The problem: Counting the lines of the entries below, how many contain the word "black"? Reply with the number only.

Rows:

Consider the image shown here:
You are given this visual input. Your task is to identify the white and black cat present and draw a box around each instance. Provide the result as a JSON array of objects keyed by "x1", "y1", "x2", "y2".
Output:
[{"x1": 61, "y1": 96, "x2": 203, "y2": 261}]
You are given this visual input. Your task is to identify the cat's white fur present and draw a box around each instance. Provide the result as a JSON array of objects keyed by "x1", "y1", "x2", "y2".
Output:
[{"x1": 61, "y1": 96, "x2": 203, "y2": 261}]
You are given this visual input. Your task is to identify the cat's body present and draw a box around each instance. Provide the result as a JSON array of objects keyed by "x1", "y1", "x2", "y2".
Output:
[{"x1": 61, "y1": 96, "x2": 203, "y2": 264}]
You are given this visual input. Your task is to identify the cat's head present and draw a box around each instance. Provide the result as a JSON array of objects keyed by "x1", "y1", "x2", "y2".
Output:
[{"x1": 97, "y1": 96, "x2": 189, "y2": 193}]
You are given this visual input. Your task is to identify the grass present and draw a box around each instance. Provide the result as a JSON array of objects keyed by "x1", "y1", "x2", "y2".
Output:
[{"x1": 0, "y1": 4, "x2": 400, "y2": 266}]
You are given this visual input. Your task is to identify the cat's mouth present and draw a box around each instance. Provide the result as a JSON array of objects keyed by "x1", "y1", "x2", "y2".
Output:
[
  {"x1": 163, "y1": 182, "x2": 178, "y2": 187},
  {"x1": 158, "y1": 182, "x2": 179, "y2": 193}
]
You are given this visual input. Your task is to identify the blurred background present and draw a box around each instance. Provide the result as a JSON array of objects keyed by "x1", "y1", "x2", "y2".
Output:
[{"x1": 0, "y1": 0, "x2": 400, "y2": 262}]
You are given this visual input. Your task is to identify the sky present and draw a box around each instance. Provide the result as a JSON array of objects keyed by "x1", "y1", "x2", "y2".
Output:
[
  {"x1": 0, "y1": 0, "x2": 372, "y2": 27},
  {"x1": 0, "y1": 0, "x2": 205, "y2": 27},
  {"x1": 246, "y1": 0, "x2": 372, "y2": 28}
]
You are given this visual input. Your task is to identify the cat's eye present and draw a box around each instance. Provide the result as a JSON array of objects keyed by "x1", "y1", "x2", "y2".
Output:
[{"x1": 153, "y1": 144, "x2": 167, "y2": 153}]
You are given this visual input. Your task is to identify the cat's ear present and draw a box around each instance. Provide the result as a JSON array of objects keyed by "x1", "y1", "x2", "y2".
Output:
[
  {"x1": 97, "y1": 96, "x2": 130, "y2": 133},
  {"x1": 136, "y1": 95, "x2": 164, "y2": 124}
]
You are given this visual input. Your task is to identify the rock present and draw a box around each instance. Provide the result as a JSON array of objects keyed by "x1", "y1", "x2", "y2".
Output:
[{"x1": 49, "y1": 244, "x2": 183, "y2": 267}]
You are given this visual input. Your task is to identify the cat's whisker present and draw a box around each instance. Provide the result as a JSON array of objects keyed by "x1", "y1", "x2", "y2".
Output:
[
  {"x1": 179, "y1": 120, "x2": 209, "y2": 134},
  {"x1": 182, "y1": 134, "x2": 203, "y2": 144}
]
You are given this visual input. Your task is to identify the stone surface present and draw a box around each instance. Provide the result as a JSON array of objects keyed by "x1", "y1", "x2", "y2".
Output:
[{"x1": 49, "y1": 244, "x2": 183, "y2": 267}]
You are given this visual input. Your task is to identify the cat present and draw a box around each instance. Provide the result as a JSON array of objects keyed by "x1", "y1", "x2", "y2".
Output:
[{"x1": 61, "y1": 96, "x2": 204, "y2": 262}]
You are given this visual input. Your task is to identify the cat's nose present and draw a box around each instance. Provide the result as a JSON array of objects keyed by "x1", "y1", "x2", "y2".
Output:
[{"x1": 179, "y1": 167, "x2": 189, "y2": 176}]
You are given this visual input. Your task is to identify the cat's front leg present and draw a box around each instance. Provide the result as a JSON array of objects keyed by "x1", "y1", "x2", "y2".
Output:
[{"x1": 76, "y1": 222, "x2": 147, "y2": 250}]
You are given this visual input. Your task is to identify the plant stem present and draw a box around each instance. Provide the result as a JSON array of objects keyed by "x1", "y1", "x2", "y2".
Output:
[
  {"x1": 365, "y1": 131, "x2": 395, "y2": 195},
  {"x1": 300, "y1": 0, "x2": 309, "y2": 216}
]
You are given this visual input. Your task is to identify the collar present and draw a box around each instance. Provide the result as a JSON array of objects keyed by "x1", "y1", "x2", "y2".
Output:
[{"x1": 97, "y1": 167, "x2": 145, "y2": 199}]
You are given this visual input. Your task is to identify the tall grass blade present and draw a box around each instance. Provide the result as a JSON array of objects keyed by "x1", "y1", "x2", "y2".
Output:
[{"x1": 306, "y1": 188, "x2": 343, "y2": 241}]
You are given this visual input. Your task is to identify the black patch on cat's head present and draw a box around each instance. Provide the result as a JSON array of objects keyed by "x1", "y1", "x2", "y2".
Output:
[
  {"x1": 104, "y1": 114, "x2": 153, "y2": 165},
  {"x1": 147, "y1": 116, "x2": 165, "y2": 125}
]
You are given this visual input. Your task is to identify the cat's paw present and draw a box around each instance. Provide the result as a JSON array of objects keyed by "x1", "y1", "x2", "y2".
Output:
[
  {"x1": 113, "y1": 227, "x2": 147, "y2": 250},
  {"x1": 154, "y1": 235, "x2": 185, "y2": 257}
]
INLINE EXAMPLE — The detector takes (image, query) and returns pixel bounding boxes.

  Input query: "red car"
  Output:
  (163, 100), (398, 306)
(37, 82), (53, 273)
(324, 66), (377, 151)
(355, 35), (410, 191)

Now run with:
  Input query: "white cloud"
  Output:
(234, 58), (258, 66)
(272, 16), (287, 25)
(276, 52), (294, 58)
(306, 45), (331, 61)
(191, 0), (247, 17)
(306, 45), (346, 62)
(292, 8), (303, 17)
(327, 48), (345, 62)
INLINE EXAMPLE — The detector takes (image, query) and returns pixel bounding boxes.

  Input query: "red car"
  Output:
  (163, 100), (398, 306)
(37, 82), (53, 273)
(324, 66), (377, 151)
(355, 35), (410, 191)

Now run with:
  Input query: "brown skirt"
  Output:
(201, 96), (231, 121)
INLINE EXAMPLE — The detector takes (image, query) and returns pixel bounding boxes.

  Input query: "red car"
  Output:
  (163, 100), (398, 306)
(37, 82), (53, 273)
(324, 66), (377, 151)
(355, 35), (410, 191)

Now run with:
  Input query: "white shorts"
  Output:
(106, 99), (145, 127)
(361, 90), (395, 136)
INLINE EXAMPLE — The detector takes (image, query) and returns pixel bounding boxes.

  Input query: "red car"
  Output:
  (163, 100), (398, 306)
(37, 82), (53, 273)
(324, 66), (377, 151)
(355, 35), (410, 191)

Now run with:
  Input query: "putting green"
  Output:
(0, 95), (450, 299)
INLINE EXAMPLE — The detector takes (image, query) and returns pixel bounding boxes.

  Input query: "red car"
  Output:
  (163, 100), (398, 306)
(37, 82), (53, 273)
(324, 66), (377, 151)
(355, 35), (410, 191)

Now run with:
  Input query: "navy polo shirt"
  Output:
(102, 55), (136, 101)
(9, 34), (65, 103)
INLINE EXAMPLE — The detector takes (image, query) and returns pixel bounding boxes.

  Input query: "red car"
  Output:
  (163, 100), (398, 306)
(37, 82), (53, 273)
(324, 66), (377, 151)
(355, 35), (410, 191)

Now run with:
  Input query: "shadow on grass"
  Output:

Reply to the exercise: 2